SUPPLIED TEXT:
--------------------------------------------------

Re: [v7 2/5] mm, oom: cgroup-aware OOM killer

From: Roman Gushchin
Date: Wed Sep 06 2017 - 08:58:49 EST


On Wed, Sep 06, 2017 at 10:31:58AM +0200, Michal Hocko wrote:
> On Tue 05-09-17 21:23:57, Roman Gushchin wrote:
> > On Tue, Sep 05, 2017 at 04:57:00PM +0200, Michal Hocko wrote:
> [...]
> > > Hmm. The changelog says "By default, it will look for the biggest leaf
> > > cgroup, and kill the largest task inside." But you are accumulating
> > > oom_score up the hierarchy and so parents will have higher score than
> > > the layer of their children and the larger the sub-hierarchy the more
> > > biased it will become. Say you have
> > > root
> > > /\
> > > / \
> > > A D
> > > / \
> > > B C
> > >
> > > B (5), C(15) thus A(20) and D(20). Unless I am missing something we are
> > > going to go down A path and then chose C even though D is the largest
> > > leaf group, right?
> >
> > You're right, changelog is not accurate, I'll fix it.
> > The behavior is correct, IMO.
>
> Please explain why. This is really a non-intuitive semantic. Why should
> larger hierarchies be punished more than shallow ones? I would
> completely agree if the whole hierarchy would be a killable entity (aka
> A would be kill-all).

I think it's a reasonable and clear policy: we're looking for a memcg
with the smallest oom_priority and largest memory footprint recursively.
Then we reclaim some memory from it (by killing the biggest process
or all processes, depending on memcg preferences).

In general, if there are two memcgs of equal importance (which is defined
by setting the oom_priority), we're choosing the largest, because there
are more chances that it contain a leaking process. The same is true
right now for processes.

I agree, that for size-based comparison we could use a different policy:
comparing leaf cgroups despite their level. But I don't see a clever
way to apply oom_priorities in this case. Comparing oom_priority
on each level is a simple and powerful policy, and it works well
for delegation.

>
> [...]
> > > I do not understand why do we have to handle root cgroup specially here.
> > > select_victim_memcg already iterates all memcgs in the oom hierarchy
> > > (including root) so if the root memcg is the largest one then we
> > > should simply consider it no?
> >
> > We don't have necessary stats for the root cgroup, so we can't calculate
> > it's oom_score.
>
> We used to charge pages to the root memcg as well so we might resurrect
> that idea. In any case this is something that could be hidden in
> memcg_oom_badness rather then special cased somewhere else.

--------------------------------------------------

MATERIAL:
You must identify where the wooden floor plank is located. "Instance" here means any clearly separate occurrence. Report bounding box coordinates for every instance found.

--------------------------------------------------

SET PROBLEM 1: From the example hierarchy in the OOM killer thread, list each group that is given a score, with that score.
SET PROBLEM 2: Summarize the OOM killer thread in two sentences.
SET PROBLEM 3: Write the next part of the OOM killer thread, picking up after its final line.

EXPECTED OUTPUT 1:
B: 5
C: 15
A: 20
D: 20

EXPECTED OUTPUT 2: Michal Hocko notes that adding oom_score up the hierarchy does not match the changelog's claim of picking the biggest leaf cgroup and biases selection toward larger sub-hierarchies. Roman Gushchin agrees the changelog is inaccurate but defends the behavior as a clear policy that compares oom_priority and memory footprint at each level, and he says the root cgroup needs special handling because its oom_score cannot be calculated without the necessary stats, while Hocko suggests reviving root charging or handling that case inside memcg_oom_badness.

EXPECTED OUTPUT 3:
In theory I agree, but I do not see a good way to calculate root memcg
oom_score.

>
> > > You are skipping root there because of
> > > memcg_has_children but I suspect this and the whole accumulate up the
> > > hierarchy approach just makes the whole thing more complex than necessary. With
> > > "tasks only in leafs" cgroup policy we should only see any pages on LRUs
> > > on the global root memcg and leaf cgroups. The same applies to memcg
> > > stats. So why cannot we simply do the tree walk, calculate
> > > badness/check the priority and select the largest memcg in one go?
> >
> > We have to traverse from top to bottom to make priority-based decision,
> > but size-based oom_score is calculated as sum of descending leaf cgroup scores.
> >
> > For example:
> > root
> > /\
> > / \
> > A D
> > / \
> > B C
> > A and D have same priorities, B has larger priority than C.
> >
> > In this case we need to calculate size-based score for A, which requires
> > summing oom_score of the sub-tree (B an C), despite we don't need it
> > for choosing between B and C.
> >
> > Maybe I don't see it, but I don't know how to implement it more optimal.
>
> I have to think about the priority based oom killing some more to be
> honest. Do we really want to allow setting a priority to non-leaf
> memcgs? How are you going to manage the whole tree consistency? Say your
> above example have prio(A) < prio(D) && prio(C) > prio(D). Your current
> implementation would kill D, right?

Right.

> Isn't that counter intuitive
> behavior again. If anything we should prio(A) = max(tree_prio(A)). Again
> I could understand comparing priorities only on killable entities.

Answered above.
Also, I don't think any per-memcg knobs should have global meaning,
despite parent memcg settings. It will break delegation model.

Thanks!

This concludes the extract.